START EXERCISE TEXT
(Reuters) – Tesla Inc Chief Executive Elon Musk and Shivon Zilis, a top executive at his brain-chip startup Neuralink, had twins in November 2021, Insider reported.
In April, Musk and Zilis filed a petition to change the name of the twins to “have their father’s last name” and contain their mother’s last name as part of their middle name, Insider said on Wednesday, citing court documents.
A court docket summary on the Westlaw legal research service showed a judge signed an “Order Changing the Names Of Multiple Children” on May 11 after the name change petition from Musk and Zilis made on April 25 this year.
On Thursday, Musk tweeted, “Doing my best to help the underpopulation crisis.” He did not refer to the Insider report.
“A collapsing birth rate is the biggest danger civilization faces by far,” he said.
The twins bring Musk’s total count of children to nine. Musk shares two children with Canadian singer Grimes, and another five children with his ex-wife Canadian author Justine Wilson.
Musk and Grimes welcomed their second child via surrogate in December, a month after Musk and Zilis reportedly had twins.
END EXERCISE TEXT
> **PROBLEM SET**
1) In the news report about Musk's twins, on what date did a judge sign the order changing the children's names?
2) List every person named in the news report about Musk's twins.
3) Pick up the news report about Musk's twins after its last sentence and continue it.
START INFORMATION
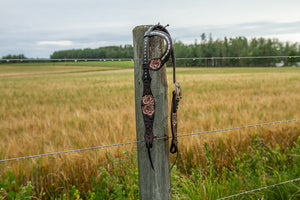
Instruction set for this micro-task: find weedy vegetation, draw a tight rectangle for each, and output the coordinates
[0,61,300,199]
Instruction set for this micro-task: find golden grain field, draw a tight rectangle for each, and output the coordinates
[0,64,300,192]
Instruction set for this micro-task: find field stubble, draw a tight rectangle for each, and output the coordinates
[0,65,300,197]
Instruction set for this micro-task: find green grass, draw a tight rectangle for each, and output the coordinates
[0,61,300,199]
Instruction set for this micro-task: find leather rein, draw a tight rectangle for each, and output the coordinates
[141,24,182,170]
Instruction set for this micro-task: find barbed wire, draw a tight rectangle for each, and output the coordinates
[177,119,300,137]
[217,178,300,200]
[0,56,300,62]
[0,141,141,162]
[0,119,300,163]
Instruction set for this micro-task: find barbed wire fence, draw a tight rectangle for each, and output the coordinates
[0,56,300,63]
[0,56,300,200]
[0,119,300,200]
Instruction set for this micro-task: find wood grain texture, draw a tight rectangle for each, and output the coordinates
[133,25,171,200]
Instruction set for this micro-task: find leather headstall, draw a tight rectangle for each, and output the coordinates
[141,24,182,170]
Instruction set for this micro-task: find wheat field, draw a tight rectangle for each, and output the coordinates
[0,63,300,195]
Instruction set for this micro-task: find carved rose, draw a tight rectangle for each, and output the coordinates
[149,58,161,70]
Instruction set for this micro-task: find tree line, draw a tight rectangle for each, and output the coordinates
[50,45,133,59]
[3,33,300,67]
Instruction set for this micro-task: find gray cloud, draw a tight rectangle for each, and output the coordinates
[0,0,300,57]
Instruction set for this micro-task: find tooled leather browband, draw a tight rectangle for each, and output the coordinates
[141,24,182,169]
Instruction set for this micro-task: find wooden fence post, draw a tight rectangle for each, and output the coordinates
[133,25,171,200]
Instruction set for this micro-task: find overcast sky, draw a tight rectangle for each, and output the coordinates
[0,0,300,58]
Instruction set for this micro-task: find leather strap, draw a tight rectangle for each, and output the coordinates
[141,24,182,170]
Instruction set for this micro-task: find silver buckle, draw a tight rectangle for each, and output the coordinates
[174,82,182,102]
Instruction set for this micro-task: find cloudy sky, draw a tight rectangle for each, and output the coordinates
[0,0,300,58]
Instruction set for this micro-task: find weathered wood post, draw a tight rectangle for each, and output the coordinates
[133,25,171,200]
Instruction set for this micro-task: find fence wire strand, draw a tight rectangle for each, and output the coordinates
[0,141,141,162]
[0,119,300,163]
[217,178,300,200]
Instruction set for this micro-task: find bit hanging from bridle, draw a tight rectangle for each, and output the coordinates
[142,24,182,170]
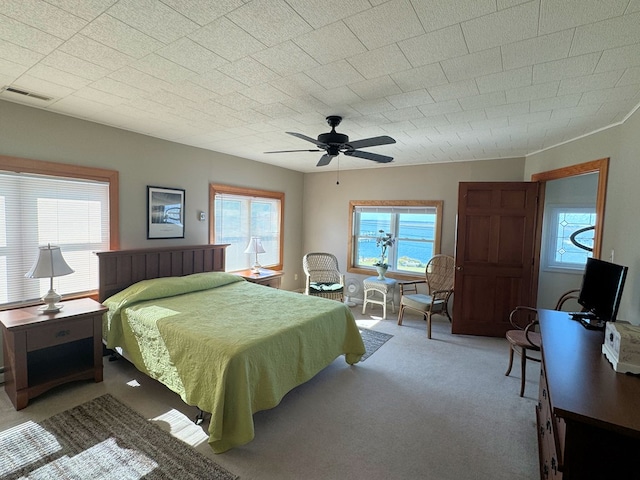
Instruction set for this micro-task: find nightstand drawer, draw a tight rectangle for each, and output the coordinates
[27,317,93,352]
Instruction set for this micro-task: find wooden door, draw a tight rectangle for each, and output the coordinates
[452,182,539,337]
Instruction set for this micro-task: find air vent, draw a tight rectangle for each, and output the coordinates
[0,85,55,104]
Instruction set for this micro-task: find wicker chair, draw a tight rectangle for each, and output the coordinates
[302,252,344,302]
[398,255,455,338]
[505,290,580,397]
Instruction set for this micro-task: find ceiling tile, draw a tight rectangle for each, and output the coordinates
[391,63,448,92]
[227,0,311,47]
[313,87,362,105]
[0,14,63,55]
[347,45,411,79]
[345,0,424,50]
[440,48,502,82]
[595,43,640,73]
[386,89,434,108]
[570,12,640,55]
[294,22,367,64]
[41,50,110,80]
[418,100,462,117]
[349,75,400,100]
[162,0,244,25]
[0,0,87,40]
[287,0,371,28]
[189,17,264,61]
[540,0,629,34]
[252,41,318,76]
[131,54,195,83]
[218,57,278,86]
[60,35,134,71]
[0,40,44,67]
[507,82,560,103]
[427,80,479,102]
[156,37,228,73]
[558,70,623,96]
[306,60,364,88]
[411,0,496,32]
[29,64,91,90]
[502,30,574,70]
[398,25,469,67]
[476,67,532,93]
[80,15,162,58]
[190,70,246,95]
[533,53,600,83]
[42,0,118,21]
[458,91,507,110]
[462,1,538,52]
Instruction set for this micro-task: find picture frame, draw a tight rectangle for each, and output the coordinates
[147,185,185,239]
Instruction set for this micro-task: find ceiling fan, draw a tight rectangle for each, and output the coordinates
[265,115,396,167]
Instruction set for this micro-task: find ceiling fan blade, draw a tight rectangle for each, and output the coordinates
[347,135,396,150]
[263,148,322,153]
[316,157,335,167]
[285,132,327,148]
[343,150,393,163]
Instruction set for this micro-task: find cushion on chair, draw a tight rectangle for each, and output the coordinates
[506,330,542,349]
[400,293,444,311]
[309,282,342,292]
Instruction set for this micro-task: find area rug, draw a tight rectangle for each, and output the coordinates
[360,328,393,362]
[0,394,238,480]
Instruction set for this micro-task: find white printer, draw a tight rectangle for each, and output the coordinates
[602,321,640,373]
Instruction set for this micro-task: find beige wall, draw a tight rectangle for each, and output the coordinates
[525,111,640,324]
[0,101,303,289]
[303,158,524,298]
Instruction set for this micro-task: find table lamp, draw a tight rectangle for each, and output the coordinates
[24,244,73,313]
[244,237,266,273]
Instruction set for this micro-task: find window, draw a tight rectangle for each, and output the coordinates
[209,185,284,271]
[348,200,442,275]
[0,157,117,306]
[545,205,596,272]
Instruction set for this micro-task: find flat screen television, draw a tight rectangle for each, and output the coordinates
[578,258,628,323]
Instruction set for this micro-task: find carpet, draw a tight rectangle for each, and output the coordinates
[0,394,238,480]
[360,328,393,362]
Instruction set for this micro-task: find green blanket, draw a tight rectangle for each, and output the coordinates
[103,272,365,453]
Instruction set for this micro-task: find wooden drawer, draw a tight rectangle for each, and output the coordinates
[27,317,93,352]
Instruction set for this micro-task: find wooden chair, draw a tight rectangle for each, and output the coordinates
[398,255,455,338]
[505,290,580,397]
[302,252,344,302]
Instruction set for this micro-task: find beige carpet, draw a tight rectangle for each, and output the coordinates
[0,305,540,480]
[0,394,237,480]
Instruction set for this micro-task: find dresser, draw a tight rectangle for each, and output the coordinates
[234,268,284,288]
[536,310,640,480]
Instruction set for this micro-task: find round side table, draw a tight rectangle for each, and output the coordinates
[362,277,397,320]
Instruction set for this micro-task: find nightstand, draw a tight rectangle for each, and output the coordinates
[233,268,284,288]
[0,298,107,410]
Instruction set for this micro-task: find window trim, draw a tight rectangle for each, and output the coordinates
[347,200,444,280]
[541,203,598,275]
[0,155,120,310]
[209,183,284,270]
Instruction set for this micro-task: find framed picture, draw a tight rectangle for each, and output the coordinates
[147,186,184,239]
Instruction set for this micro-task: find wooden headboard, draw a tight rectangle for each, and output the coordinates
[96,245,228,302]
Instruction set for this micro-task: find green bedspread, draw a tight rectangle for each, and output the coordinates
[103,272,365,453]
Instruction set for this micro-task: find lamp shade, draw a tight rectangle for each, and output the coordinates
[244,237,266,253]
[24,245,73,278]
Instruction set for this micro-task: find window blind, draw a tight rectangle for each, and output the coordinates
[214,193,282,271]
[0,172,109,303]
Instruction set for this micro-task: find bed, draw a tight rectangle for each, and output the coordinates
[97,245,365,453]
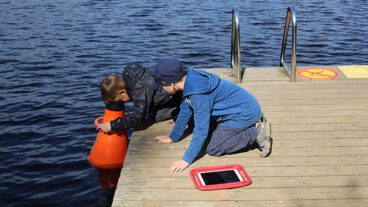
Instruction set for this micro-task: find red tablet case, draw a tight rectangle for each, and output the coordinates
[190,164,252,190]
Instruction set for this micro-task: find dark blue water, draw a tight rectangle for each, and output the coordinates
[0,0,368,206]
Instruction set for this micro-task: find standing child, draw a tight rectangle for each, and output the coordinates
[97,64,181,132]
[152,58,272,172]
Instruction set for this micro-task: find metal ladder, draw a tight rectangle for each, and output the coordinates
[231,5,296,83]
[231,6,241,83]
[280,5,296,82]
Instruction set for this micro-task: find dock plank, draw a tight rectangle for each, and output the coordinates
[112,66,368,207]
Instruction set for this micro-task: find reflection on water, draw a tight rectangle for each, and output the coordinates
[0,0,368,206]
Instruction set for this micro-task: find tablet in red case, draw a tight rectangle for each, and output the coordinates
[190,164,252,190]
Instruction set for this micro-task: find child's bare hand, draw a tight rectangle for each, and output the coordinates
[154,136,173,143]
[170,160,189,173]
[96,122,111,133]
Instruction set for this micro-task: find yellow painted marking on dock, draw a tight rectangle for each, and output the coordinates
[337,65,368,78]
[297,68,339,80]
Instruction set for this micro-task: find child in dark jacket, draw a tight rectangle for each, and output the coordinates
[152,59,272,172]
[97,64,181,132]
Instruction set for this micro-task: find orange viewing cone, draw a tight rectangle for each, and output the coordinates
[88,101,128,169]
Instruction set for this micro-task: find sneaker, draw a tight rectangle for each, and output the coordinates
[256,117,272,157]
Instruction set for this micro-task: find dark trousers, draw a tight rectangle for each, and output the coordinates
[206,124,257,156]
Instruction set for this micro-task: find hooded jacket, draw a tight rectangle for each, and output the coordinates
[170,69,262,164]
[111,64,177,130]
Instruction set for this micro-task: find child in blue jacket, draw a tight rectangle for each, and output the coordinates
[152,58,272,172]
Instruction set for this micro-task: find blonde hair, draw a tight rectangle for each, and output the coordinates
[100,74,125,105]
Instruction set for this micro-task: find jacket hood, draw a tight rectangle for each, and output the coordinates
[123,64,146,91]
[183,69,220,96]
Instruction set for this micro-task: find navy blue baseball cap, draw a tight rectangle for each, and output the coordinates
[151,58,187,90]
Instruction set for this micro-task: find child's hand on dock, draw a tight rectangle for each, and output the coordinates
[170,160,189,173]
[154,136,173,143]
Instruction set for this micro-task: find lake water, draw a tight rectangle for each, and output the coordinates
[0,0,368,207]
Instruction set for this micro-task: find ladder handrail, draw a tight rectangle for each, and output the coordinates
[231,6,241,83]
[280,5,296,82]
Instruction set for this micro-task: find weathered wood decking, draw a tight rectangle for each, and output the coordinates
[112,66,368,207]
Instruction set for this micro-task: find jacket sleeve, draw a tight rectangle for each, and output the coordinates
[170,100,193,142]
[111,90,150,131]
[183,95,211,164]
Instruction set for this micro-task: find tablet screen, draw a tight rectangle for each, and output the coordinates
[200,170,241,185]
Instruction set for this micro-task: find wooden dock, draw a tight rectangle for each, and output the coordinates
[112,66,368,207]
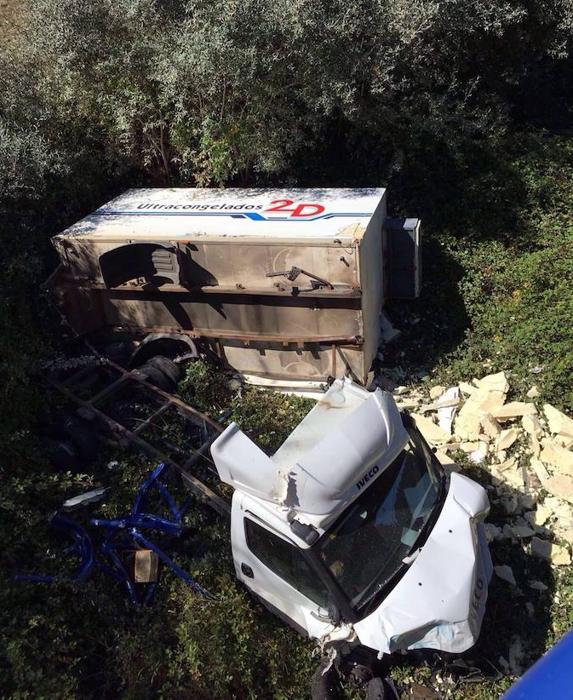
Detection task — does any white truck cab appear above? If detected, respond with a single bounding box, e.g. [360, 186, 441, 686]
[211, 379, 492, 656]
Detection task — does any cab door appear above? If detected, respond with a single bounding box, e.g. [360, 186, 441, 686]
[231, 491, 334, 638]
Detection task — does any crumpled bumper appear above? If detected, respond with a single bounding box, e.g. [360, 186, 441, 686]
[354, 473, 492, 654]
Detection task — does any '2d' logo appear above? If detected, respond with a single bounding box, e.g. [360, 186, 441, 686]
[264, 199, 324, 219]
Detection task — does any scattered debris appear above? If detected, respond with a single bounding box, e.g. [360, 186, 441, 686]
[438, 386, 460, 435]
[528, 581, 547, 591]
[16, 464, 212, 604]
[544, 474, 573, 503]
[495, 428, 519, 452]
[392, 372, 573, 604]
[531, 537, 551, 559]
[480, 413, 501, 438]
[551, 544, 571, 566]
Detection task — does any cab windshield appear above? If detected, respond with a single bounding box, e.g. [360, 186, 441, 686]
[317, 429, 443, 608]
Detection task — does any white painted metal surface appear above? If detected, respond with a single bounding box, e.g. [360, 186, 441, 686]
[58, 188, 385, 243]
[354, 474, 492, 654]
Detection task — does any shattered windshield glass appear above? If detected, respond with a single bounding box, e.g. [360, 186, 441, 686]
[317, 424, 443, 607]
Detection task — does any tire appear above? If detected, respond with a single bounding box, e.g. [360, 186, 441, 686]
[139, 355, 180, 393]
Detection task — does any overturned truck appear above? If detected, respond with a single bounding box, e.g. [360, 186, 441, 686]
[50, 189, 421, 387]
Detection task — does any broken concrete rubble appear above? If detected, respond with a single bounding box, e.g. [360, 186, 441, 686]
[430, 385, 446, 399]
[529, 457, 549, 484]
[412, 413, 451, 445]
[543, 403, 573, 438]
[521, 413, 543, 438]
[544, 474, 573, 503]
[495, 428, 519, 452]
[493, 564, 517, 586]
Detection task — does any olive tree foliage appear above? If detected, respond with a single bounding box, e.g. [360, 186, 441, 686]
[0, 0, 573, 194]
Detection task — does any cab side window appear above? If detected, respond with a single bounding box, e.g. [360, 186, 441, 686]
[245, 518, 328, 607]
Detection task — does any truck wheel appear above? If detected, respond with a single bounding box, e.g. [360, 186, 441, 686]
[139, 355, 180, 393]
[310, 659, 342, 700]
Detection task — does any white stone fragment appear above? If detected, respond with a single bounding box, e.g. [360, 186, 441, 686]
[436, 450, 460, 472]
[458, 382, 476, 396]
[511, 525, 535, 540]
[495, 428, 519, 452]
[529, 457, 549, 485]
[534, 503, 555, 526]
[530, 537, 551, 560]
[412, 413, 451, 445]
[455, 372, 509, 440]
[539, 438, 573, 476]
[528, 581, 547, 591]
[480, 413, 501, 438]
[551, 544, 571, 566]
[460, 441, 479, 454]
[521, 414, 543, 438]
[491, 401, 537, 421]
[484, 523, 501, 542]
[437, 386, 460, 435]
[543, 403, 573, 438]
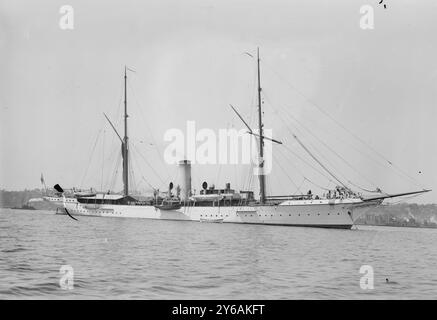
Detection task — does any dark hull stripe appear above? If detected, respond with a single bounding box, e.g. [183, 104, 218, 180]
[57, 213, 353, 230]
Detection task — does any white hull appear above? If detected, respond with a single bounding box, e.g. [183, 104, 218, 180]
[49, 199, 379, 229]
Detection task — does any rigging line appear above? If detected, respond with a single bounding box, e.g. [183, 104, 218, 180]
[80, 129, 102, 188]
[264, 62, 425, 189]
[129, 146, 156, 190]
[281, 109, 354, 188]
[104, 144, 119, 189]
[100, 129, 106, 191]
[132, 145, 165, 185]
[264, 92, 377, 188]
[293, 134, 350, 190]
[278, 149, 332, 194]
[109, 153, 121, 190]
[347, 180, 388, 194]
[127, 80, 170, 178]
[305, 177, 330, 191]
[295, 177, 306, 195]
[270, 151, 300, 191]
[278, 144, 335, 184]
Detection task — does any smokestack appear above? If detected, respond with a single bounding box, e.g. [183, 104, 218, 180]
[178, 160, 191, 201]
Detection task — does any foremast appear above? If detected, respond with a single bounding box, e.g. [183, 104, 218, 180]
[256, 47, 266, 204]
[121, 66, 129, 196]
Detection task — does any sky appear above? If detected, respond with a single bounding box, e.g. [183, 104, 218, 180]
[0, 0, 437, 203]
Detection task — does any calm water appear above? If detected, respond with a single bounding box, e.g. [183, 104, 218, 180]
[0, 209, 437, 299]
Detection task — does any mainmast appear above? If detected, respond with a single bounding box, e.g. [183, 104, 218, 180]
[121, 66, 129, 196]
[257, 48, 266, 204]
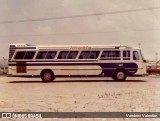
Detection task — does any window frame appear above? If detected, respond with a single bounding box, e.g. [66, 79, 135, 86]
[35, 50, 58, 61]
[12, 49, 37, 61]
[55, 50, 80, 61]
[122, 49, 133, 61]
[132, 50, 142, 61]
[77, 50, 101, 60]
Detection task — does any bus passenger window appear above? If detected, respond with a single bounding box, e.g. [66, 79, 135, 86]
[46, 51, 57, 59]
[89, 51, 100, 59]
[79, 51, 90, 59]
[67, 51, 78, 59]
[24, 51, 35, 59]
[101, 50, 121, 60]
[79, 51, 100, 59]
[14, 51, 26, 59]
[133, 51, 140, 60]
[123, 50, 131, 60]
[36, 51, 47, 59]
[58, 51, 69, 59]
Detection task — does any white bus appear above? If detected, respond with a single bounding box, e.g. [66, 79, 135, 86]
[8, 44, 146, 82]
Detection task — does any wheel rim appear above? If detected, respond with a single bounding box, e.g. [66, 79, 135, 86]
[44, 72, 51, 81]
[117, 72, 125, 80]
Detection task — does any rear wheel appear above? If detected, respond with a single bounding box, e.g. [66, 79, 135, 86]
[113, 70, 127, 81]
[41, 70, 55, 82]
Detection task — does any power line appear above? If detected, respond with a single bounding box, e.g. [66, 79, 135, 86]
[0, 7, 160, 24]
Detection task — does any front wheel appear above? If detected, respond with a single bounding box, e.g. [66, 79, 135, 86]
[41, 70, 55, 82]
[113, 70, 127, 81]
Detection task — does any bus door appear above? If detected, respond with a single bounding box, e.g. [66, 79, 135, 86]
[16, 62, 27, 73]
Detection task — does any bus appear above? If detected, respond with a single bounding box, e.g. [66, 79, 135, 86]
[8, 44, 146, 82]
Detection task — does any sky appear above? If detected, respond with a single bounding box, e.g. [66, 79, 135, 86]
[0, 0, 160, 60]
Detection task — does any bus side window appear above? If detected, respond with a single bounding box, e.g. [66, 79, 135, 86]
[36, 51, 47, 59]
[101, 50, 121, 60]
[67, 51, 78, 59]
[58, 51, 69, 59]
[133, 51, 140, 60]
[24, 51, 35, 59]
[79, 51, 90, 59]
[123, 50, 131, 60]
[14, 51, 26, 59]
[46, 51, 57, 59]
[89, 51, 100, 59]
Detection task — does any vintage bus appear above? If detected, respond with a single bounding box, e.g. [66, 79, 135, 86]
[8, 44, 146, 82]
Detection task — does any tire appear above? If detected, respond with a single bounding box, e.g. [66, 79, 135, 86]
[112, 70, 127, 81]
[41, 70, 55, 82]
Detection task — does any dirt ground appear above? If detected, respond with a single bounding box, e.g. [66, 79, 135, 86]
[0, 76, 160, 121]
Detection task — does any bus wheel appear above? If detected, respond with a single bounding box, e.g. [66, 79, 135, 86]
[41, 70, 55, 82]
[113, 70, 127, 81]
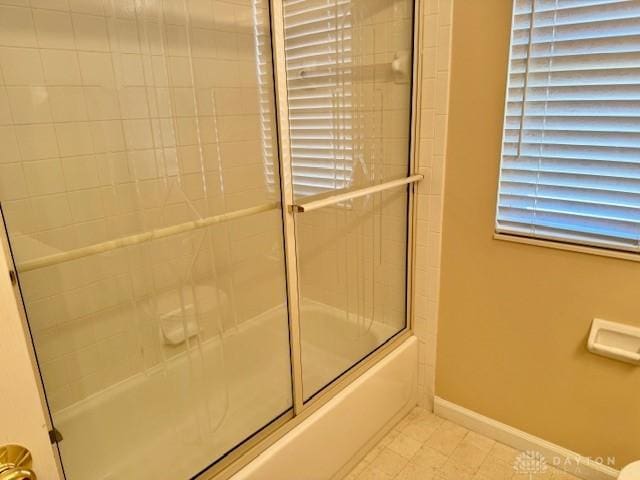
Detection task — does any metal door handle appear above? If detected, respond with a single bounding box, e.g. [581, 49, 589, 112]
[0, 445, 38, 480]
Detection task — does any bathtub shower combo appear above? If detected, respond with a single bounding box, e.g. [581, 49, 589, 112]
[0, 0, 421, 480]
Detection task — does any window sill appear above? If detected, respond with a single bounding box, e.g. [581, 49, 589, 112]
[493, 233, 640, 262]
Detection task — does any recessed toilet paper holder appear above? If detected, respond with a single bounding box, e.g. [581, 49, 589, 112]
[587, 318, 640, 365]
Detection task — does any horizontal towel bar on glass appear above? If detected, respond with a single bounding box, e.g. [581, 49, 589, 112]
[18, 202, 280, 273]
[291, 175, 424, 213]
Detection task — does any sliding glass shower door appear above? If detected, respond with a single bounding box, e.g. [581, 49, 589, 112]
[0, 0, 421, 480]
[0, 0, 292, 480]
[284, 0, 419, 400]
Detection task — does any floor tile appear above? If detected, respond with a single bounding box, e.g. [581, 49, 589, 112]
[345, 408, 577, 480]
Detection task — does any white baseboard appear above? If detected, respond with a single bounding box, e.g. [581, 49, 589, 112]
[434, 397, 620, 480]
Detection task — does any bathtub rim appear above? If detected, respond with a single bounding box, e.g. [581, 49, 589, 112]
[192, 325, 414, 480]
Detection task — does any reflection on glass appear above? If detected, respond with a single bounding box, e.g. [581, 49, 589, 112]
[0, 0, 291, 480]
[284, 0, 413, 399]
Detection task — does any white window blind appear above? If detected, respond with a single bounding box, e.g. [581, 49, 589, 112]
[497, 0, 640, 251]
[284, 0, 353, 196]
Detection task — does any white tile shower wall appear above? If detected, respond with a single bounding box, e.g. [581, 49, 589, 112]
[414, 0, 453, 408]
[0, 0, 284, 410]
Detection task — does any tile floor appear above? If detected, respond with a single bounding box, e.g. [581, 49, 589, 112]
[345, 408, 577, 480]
END INFORMATION
> **ACTIVITY ANSWERS**
1) May 11

2) Elon Musk, Shivon Zilis, Grimes, Justine Wilson

3)
The billionaire said that he and Grimes were “semi-separated,” according to a report by Page Six in September last year.
Musk and Zilis did not immediately respond to Reuters’ requests for comments.
The report, without citing a source, said Zilis has been floated as one of the people Musk could have run Twitter Inc after his $44 billion acquisition deal.
Zilis, 36, is identified on her LinkedIn profile as director of operations and special projects at Neuralink, which is co-founded and chaired by Musk, 51. She started working at the company in May 2017, the same month she was named a project director in artificial intelligence at Tesla, where she worked until 2019.
She also serves as a board member at artificial-intelligence research firm OpenAI, which was co-founded by Musk, according to her profile on LinkedIn.